Objective: Give an exact transcription of every line, dropping the images.

-- start --

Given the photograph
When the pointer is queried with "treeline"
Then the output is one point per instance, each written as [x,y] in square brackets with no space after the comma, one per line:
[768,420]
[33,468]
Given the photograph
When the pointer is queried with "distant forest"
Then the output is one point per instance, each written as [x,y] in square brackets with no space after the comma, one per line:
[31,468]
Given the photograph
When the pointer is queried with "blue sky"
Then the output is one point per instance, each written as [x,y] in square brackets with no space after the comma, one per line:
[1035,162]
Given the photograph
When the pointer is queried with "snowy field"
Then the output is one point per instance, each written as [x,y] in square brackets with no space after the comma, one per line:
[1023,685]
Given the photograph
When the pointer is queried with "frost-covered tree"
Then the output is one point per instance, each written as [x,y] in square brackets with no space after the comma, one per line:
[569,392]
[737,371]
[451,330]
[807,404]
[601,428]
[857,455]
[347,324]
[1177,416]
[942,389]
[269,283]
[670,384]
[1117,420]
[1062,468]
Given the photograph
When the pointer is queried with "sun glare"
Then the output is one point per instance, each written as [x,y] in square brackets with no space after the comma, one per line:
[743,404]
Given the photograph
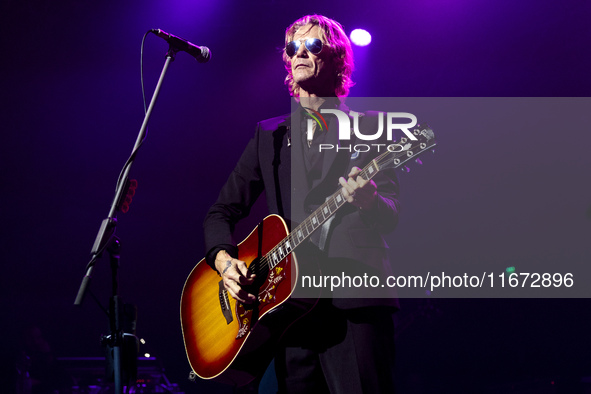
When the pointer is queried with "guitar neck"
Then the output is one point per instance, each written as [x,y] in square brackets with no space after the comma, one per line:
[315,220]
[401,152]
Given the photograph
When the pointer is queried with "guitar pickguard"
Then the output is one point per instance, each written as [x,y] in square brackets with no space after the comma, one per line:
[266,296]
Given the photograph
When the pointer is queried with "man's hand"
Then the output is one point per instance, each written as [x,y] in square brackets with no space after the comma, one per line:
[358,191]
[235,275]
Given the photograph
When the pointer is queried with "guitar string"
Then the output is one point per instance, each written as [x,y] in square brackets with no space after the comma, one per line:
[380,160]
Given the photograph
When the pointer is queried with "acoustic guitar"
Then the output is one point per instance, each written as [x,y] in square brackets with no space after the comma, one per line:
[234,342]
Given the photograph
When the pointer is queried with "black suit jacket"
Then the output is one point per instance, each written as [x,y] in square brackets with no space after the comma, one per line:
[273,162]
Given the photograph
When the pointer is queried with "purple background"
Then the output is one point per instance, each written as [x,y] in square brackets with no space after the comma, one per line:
[71,109]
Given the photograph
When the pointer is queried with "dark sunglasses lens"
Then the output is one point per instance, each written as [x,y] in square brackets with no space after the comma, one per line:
[314,45]
[291,48]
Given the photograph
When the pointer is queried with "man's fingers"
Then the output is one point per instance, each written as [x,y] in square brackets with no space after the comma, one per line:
[238,293]
[354,171]
[247,278]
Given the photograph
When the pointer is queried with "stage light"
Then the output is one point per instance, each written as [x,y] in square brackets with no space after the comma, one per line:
[360,37]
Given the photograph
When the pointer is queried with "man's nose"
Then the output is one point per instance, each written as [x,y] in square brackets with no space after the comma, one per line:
[302,51]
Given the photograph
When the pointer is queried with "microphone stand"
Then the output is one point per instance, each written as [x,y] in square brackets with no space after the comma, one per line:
[106,240]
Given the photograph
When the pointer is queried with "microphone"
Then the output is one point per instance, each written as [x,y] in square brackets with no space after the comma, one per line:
[201,54]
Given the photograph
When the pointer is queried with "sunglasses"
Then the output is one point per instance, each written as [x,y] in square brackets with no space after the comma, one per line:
[313,45]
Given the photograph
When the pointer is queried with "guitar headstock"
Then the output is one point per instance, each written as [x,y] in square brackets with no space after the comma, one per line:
[407,149]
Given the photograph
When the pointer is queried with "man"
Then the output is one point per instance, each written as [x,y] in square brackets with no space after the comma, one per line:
[345,345]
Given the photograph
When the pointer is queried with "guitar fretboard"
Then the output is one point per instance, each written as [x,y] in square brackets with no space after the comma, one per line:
[314,221]
[389,159]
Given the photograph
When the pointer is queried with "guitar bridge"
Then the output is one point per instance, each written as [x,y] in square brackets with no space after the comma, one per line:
[225,303]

-- end --

Result for this exercise:
Given the photograph
When the pointer is queried with "treeline"
Then the output is one point per instance, each written as [x,y] in square brackets with no space after the comma, one per line:
[768,420]
[33,468]
Given the photograph
When the pointer is queried with "distant forest"
Then the output is one point per instance, each written as [x,y] in square brackets with no space after the comma, one per line:
[31,468]
Given the photograph
When the pointer is queried with "blue sky"
Then the output is one point per instance, each written as [x,y] in square brackets with no space after the comma, one per line:
[1035,162]
Given the photograph
When the pointer is queried with "snowy field"
Then the output is one point per instance, each written as [x,y] in square brackets with no space after the comma, one per line:
[1023,685]
Given the photograph
When the pointer is queried with "frost-covered tree"
Then the output is one point per instance, each written as [x,y] in square brackets with no space after the comma, one per line:
[569,392]
[737,371]
[451,330]
[807,404]
[601,428]
[857,455]
[347,324]
[1177,416]
[942,389]
[269,283]
[670,384]
[1117,420]
[1062,468]
Given the photograph
When the pointer is queried with "sun glare"
Then the output is one point per instance, each written as [x,y] in square brackets with no space after the comma, one per line:
[743,404]
Given the photograph
When the pointer is queried with "guitar neck"
Then the output is one point per instance, each written as [x,y] in square brackets with no space after the comma, one per line:
[315,220]
[401,152]
Given the photograph
When the pointer is queried with "guitar pickguard"
Then the output is one point per instance, each written as [x,y] in square brackets with no space after the comma, one per line:
[266,296]
Given the photograph
When the pointer is queried with "man's hand"
Then the output is one point per instance, each written as [x,y] in square brackets with no space after the comma, one per line:
[358,191]
[235,275]
Given the photograph
When the pointer is queried with "guitar string"
Then the output is one point per instance, each written as [x,y] in square brackets with no space after the comma, one per line:
[380,160]
Given the photograph
When the pointer is queried with "acoustic guitar"
Then the output is one point per instance, each written as [x,y] in square brackets with no space after the comma, one per line:
[234,342]
Given the photograph
When the pointer is queried with "black suit jacket"
Then the output is one point per instance, each written as [x,y] in square brackets with no space after the comma, one per line:
[273,162]
Given the photograph
When the pointer is queried with "purple background"
Then the output is one point per instance, each written as [x,y] in square brackets with no space after the comma, one per line:
[71,109]
Given the photograph
When the pointer is queried with "dark sunglasses lens"
Then the output is one point per instance, each written as [x,y] in square brackets with no space after the comma, one per line:
[314,45]
[291,48]
Given the photograph
When the pointer is queried with "man's fingers"
Then the output is one point per instance, each written as [x,y] in square brackets with no space after the comma, one per line:
[238,293]
[354,171]
[247,278]
Given the photograph
When the pointer is queried with "stage light"
Then the output is one point per instance, each written as [x,y] in square brackets with no space after the comma, one per line:
[360,37]
Given the photograph
When the pointer is queried with "man's nose"
Then the output is one point per instance, each written as [x,y] in square brackets with no space after the comma, one per line:
[302,51]
Given the photograph
When the pointer is queried with "microphone stand"
Then the output is one point per instance, each written as [x,y] in square brackets with no space after the comma, one per line:
[106,240]
Given the photograph
When the pointer is queried with "microphone"
Then the output is one point per instance, each written as [x,y] in square brackets with no space after the comma, one per line:
[201,54]
Given the photograph
When the pointer is queried with "sunglasses"
Then the output is one point per instance, each written as [x,y] in square brackets with no space after the comma, one per line:
[313,45]
Given the photograph
When the pointer is queried with "guitar headstock"
Then the output is one point per instance, each written as [x,y] in square brackets with no space after the comma, one per line:
[407,149]
Given the photograph
When the pointer is queried with "man"
Then the output is one point per instance, each written as [x,y] in square brackets with no space after the comma, one per line:
[345,345]
Given the photograph
When the pointer is queried with "guitar fretboard"
Then the output is one point per instance, each written as [x,y] in square brackets with no space after the comma, one per line:
[314,221]
[389,159]
Given the photograph
When the pointer is queried with "guitar bridge"
Then the output is one point per instance, each written as [x,y] in square brackets with no space after the comma, one per line:
[225,303]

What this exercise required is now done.